### Instructions for the task
Would you copy, word for word, the part of the Palo Verde article below that opens with the words containing "More problems followed, and" and closes with "at the plant."?

PHOENIX – The U.S. Nuclear Regulatory Commission is ending stepped-up inspections at the nation’s largest nuclear power plant complex because of improvements made by the plant’s operator, the agency announced Tuesday.

The action also boosts the plant’s safety rating from the lowest on the NRC’s ranking system to the top, said Victor Dricks, a commission spokesman.

The triple-reactor Palo Verde Nuclear Generating Station 50 miles west of Phoenix has been under heightened scrutiny since 2004. That’s when federal inspectors found that plant operator Arizona Public Service Co. had left air pockets in portions of the emergency core cooling system at all three reactors.

More problems followed, and in 2006 the NRC lowered the plant’s safety rating to the lowest of any U.S. nuclear plant.

“They’ve fulfilled all the requirements and we’ve seen substantial improvement, so we’re reducing our oversight accordingly, but maintaining our vigilance,” Dricks said.

Palo Verde supplies electricity to about 4 million customers in Arizona, New Mexico, Texas and California. It is run by APS for a consortium of power companies in the four states.

Teams of federal inspectors have done five comprehensive inspections at the plant in the past year to ensure that APS was implementing its plan to improve operations. Earlier this year, 10 inspectors from all four NRC regional offices spent two weeks at the plant.

### Collected material
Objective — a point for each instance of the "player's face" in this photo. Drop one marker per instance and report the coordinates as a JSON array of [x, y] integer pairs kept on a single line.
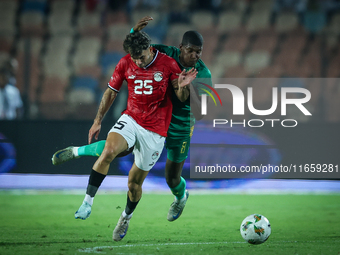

### Exercise response
More problems followed, and in 2006 the NRC lowered the plant’s safety rating to the lowest of any U.S. nuclear plant.

“They’ve fulfilled all the requirements and we’ve seen substantial improvement, so we’re reducing our oversight accordingly, but maintaining our vigilance,” Dricks said.

Palo Verde supplies electricity to about 4 million customers in Arizona, New Mexico, Texas and California. It is run by APS for a consortium of power companies in the four states.

Teams of federal inspectors have done five comprehensive inspections at the plant in the past year to ensure that APS was implementing its plan to improve operations. Earlier this year, 10 inspectors from all four NRC regional offices spent two weeks at the plant.